# START OF Passage provided

Linda Chavez

As if the collapse in the housing market had not done enough damage to the U.S. economy, the president's debt commission is now proposing changes that could take the industry off life support. Among the recommendations in the commission's 65-page report is one to eliminate the tax deduction for mortgage interest on homes over $500,000 (the current limit is $1 million) and restrict it to primary residence only. The recommendation would also eliminate interest deductibility for home equity loans (which are currently capped at $100,000). The effect of these changes would be to immediately reduce the value of all homes by as much as 15 percent. Here's why.

Homeowners currently are allowed to take an itemized deduction for the interest they pay on their home mortgages. With conventional loans, most of the payments in early years go to pay interest on the loan, with only a tiny fraction going to principal. Although most home purchasers may not think of it this way, when they buy the house under our current tax system, they've invested not only in a place to live but also in buying an asset. The value of that asset will be determined by its future appreciation -- or in recent years, its depreciation -- but also in the value of the tax deduction they receive on the mortgage interest.

Under the current tax code, homeowners get a large tax break. A family that pays a $3,000 mortgage payment each month will likely get at least a $2,300 per month deduction in the early years of owning the home. Depending on the individual's tax bracket, the deduction can result in a significant savings in taxes owed. Of course, this is why the debt commission wants to take away this benefit. But to do so would have unintended consequences, namely, lowering the current value of home real estate.

# END OF Passage provided
# START OF Material shown

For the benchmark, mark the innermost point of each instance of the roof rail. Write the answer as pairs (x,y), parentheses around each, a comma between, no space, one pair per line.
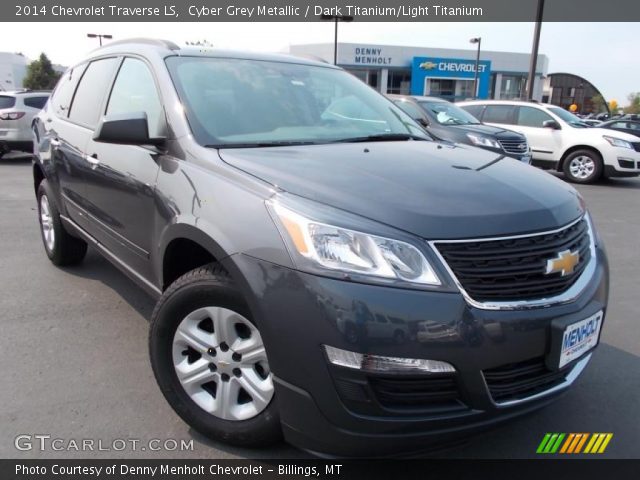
(144,41)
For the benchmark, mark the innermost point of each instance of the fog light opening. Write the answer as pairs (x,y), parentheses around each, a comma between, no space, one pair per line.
(381,364)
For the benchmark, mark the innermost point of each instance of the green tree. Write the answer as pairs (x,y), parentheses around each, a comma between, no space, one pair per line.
(634,103)
(599,104)
(40,74)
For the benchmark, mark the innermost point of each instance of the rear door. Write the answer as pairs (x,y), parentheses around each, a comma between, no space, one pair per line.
(70,133)
(121,181)
(61,144)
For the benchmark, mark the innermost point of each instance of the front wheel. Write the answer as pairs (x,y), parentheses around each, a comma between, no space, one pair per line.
(583,166)
(210,361)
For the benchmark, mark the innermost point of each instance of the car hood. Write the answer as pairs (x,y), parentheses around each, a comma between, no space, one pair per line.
(430,189)
(489,130)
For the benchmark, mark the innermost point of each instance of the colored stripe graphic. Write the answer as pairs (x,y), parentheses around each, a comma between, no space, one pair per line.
(606,441)
(543,443)
(581,443)
(556,445)
(567,442)
(573,443)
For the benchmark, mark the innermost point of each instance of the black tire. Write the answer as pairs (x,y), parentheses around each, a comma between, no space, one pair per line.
(583,166)
(204,287)
(65,248)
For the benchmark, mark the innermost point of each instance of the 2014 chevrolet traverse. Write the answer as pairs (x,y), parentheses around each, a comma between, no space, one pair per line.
(324,269)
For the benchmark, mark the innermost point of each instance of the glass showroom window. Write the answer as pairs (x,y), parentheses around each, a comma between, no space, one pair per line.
(512,87)
(399,82)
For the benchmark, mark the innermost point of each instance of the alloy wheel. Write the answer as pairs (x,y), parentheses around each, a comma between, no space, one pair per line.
(582,167)
(220,361)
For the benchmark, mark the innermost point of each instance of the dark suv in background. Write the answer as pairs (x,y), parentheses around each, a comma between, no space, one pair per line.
(324,269)
(449,122)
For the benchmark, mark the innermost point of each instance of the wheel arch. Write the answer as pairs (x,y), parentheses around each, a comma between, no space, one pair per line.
(183,248)
(575,148)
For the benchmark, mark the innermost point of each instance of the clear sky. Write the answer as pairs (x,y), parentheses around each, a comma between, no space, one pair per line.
(603,53)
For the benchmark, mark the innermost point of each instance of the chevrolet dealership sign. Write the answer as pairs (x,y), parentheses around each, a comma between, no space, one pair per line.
(424,68)
(454,66)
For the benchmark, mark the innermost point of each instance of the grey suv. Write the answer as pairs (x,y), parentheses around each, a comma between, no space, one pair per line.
(325,270)
(17,110)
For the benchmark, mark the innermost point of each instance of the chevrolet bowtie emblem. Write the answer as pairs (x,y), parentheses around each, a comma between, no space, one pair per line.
(564,263)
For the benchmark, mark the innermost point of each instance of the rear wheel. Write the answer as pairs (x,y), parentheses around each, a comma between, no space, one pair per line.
(210,361)
(583,166)
(60,247)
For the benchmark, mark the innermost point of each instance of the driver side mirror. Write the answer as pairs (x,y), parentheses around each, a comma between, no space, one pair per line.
(125,128)
(551,124)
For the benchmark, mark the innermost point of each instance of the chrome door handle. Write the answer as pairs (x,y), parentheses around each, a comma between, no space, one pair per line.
(92,159)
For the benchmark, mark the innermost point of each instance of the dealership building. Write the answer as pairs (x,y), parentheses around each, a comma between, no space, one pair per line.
(441,72)
(13,68)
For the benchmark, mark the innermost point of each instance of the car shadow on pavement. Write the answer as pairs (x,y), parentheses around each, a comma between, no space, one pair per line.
(603,399)
(15,158)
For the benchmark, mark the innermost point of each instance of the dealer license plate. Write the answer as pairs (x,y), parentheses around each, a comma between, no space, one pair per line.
(579,338)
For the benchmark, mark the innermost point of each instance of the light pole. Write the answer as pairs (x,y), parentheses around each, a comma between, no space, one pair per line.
(477,40)
(99,36)
(336,19)
(534,50)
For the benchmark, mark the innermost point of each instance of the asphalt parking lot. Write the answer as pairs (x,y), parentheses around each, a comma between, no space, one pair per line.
(75,364)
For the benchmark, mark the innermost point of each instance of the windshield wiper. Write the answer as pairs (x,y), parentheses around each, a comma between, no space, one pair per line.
(275,143)
(382,137)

# END OF Material shown

▸ **Problems to work on**:
• A. Reproduce word for word the part of the column on the mortgage interest deduction starting at "As if the collapse" and ending at "percent. Here's why.".
• B. In two sentences, summarize the column on the mortgage interest deduction.
• C. Continue the column on the mortgage interest deduction after its final sentence.
None of the items is needed for this work.

▸ **Responses**:
• A.
As if the collapse in the housing market had not done enough damage to the U.S. economy, the president's debt commission is now proposing changes that could take the industry off life support. Among the recommendations in the commission's 65-page report is one to eliminate the tax deduction for mortgage interest on homes over $500,000 (the current limit is $1 million) and restrict it to primary residence only. The recommendation would also eliminate interest deductibility for home equity loans (which are currently capped at $100,000). The effect of these changes would be to immediately reduce the value of all homes by as much as 15 percent. Here's why.

• B. The president's debt commission recommends limiting the mortgage interest deduction to primary residences and homes up to $500,000 and ending the deductibility of home equity loan interest, changes the column says would immediately reduce home values by as much as 15 percent. Because early mortgage payments go mostly to interest and the deduction is part of what makes a home valuable as an asset, taking it away would lower the current value of home real estate.

• C.
As Carlos Bonilla wrote recently for the American Action Forum, a center-right policy group, "Absent the deduction we can expect that housing prices will fall by the present value of that stream of tax savings that is in force today." Homebuyers don't get the tax deduction for nothing -- they've actually paid for it in the cost of the house they purchased. It has simply been capitalized over the years they will be paying their mortgage. He estimates the present value of those deductions on a $625,000 home to be worth more than $72,000 in today's dollars. Take away the deduction, and the house is now worth only $553,000. In other words, we've reduced its value by almost 12 percent.


Linda Chavez

Linda Chavez is chairman of the Center for Equal Opportunity and author of Betrayal: How Union Bosses Shake Down Their Members and Corrupt American Politics .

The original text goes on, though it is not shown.